(WHAT THE TASK ASKS):
Pull out each line of the records that contains the word "jacket". Case counts.

Rows from a pointing dataset:

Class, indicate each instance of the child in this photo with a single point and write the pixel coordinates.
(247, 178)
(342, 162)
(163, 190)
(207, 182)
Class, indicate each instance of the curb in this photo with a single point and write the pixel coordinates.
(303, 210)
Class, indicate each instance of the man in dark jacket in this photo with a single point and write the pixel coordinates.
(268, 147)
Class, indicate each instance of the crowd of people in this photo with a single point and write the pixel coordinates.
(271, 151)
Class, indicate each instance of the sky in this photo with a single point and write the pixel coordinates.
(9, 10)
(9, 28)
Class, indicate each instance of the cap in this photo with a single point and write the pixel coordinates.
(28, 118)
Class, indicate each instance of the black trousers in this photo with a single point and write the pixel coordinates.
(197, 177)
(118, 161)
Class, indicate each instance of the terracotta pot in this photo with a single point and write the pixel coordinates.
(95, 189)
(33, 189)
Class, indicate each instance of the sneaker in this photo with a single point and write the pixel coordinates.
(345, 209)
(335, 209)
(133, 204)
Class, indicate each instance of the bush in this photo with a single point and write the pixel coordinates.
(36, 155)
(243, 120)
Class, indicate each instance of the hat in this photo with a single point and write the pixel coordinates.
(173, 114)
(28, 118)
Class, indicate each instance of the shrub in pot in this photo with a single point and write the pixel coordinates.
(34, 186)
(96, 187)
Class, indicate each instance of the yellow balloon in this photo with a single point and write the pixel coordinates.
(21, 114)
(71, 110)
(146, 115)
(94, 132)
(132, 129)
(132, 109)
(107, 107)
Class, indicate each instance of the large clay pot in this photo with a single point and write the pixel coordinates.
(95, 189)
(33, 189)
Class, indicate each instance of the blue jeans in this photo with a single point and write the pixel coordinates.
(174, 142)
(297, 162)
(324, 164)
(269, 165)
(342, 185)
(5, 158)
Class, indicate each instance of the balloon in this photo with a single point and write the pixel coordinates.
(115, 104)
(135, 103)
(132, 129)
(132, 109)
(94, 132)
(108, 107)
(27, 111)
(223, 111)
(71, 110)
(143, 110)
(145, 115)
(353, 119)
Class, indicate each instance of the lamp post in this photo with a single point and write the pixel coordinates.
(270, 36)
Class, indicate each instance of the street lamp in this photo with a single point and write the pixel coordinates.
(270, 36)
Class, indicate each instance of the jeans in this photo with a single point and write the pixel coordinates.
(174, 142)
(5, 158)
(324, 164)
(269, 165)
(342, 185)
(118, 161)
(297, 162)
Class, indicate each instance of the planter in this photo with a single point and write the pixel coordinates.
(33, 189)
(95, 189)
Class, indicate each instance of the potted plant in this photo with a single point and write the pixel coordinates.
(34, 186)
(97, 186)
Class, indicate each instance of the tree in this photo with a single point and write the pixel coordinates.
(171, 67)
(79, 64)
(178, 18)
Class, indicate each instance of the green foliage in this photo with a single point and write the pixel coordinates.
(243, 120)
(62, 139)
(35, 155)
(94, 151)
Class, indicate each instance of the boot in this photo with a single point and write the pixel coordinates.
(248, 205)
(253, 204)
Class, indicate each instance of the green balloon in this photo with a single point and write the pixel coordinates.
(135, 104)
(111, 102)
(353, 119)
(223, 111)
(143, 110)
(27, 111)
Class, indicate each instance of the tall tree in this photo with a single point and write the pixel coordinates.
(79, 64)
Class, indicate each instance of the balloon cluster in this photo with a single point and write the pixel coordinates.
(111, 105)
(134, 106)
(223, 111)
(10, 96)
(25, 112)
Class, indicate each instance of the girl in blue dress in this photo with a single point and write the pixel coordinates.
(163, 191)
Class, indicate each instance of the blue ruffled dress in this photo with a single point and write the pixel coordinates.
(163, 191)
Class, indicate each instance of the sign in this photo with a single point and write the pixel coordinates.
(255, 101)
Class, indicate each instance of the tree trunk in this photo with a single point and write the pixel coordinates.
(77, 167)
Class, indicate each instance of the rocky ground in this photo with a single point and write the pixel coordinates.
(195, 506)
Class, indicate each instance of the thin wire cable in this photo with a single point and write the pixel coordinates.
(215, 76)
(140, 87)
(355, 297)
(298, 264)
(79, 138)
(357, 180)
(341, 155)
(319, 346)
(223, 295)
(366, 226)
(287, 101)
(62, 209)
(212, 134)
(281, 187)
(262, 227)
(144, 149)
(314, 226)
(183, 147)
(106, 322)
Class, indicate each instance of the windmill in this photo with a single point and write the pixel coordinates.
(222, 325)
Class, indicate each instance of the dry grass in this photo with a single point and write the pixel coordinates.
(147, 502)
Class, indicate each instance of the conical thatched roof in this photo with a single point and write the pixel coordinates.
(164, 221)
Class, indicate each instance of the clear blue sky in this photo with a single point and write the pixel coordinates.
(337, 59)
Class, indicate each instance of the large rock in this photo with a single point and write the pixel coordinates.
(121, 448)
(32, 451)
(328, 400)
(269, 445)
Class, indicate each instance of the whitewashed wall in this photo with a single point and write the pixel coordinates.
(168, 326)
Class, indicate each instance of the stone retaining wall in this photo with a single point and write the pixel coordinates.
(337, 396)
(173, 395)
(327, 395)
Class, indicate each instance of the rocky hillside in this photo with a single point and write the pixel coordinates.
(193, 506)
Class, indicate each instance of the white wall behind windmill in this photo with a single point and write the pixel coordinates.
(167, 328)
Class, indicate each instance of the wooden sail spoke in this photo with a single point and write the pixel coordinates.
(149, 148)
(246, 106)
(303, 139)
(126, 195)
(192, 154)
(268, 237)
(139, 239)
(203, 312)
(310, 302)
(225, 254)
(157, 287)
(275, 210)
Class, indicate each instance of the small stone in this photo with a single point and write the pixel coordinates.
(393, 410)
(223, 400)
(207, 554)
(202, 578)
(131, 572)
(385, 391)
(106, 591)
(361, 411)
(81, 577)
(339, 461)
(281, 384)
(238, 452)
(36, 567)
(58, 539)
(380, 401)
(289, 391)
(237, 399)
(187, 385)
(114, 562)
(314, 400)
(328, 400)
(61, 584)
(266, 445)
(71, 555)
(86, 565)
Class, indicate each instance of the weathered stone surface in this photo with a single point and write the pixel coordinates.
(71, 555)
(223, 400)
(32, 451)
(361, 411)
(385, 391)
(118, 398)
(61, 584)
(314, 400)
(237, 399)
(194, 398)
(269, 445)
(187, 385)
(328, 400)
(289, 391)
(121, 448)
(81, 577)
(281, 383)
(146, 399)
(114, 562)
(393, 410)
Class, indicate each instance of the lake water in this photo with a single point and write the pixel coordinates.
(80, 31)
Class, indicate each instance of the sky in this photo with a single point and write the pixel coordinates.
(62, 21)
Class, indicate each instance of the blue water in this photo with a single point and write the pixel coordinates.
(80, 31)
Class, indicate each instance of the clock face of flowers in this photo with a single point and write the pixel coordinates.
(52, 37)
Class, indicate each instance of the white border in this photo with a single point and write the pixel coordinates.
...
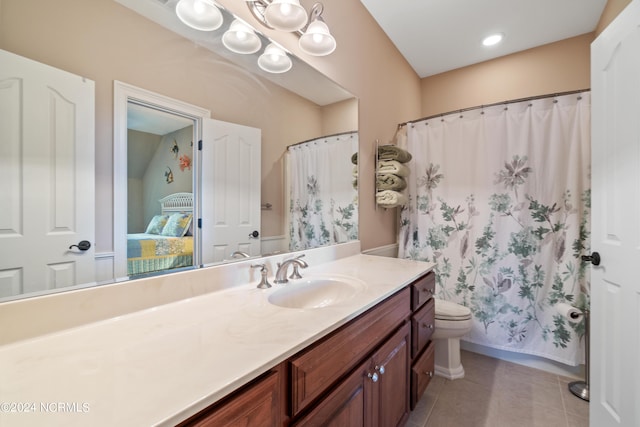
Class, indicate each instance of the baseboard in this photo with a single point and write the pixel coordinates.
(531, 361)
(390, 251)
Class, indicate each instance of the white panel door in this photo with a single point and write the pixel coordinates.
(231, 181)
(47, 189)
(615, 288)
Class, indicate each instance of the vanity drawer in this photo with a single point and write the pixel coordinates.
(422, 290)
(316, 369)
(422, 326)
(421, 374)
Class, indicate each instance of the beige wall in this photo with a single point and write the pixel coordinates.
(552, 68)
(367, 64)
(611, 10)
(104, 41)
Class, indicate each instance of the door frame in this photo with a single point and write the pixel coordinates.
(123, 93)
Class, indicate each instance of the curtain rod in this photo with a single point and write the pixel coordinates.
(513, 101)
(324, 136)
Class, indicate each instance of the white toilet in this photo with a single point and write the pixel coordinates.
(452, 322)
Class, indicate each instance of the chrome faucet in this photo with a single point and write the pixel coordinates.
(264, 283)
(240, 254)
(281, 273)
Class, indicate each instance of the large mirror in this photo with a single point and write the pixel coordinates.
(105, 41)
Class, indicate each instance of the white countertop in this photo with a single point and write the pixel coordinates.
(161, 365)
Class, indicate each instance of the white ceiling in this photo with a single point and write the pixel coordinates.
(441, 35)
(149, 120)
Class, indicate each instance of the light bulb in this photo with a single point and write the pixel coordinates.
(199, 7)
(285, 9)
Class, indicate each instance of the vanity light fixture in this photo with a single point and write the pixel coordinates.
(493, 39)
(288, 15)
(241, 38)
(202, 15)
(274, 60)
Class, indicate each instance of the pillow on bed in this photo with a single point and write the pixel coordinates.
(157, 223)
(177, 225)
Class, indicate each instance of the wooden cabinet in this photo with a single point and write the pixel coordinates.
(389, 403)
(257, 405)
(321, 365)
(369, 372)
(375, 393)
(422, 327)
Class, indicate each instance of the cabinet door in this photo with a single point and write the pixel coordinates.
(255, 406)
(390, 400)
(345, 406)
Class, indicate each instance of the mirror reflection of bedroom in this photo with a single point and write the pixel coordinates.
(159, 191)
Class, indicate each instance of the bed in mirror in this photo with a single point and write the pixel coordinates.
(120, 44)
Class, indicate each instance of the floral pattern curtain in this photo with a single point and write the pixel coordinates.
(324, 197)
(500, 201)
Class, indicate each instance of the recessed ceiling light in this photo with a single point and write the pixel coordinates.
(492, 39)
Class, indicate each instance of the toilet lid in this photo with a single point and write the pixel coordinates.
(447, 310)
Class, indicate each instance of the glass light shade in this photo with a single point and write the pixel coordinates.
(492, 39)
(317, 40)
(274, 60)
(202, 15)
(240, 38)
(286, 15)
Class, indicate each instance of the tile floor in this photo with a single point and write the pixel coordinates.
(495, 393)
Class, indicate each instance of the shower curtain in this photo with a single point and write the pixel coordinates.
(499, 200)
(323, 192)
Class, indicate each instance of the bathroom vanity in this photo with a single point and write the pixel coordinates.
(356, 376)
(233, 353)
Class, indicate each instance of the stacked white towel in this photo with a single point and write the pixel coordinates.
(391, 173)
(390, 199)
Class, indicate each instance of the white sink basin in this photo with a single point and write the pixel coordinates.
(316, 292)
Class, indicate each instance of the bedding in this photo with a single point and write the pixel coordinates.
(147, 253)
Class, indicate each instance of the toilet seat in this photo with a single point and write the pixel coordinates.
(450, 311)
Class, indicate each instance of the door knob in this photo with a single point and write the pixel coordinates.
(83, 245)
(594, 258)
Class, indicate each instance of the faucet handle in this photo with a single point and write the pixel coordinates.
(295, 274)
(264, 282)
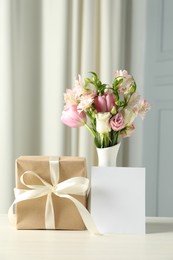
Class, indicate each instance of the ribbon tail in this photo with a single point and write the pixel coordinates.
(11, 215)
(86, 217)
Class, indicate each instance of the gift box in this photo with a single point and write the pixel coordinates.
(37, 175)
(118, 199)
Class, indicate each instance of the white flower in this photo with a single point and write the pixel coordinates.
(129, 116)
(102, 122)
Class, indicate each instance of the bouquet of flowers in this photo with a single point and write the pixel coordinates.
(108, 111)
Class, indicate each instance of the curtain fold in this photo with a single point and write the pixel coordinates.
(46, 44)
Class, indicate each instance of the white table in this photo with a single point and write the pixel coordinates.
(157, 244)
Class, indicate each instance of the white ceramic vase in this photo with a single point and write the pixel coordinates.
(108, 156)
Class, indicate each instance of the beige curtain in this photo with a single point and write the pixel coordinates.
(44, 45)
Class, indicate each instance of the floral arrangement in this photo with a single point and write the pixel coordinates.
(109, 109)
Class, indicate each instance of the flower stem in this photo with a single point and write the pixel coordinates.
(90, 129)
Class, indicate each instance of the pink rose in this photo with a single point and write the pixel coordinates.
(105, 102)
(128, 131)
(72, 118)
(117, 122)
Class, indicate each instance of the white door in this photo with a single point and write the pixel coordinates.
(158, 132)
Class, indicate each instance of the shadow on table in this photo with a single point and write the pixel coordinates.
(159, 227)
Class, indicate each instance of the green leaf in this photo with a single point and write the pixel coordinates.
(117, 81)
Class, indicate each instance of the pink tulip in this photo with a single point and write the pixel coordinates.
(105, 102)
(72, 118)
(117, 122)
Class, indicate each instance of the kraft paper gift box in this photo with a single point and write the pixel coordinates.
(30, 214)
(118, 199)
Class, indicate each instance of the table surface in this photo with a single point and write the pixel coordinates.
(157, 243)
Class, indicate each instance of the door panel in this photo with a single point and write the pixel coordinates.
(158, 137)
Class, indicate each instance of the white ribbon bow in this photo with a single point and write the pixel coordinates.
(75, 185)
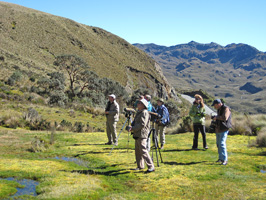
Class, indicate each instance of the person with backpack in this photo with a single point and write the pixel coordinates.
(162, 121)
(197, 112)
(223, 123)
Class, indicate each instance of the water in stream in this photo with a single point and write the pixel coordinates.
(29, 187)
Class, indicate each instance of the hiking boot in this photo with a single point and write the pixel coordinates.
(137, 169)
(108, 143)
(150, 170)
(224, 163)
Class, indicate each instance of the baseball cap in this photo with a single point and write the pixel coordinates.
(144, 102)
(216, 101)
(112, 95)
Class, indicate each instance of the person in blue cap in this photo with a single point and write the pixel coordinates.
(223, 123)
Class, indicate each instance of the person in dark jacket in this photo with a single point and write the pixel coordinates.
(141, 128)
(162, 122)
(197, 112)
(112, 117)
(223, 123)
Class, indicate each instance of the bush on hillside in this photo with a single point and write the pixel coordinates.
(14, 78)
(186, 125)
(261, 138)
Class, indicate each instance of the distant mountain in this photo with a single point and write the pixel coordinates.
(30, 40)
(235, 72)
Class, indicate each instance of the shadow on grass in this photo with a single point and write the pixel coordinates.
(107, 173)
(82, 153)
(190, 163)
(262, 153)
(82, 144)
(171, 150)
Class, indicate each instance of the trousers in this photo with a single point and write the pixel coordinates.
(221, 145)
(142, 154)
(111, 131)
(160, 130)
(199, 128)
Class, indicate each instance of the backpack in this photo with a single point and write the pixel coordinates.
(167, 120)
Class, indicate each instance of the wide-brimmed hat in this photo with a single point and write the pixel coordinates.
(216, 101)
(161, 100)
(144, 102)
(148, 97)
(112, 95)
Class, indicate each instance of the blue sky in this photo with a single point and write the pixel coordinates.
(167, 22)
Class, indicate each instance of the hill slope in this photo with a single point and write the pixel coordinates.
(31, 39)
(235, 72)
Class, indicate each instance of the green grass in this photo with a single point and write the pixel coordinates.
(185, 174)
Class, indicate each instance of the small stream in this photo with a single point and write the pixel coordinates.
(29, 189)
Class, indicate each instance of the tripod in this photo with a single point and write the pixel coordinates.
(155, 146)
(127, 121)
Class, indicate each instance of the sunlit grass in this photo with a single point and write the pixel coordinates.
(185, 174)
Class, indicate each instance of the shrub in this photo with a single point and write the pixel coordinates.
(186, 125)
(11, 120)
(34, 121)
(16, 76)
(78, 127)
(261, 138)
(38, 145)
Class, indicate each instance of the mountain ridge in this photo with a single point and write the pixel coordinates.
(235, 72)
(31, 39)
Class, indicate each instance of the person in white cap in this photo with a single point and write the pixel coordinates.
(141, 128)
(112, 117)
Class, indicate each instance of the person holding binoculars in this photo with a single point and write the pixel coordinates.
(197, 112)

(CORRECT RESULT):
Class, indicate each instance of the man in dark jacket in this photo with a single point and write the pixel coordinates.
Class, indicate each instance of the person in dark jacket in this photo with a single point and write the pixel coordinates.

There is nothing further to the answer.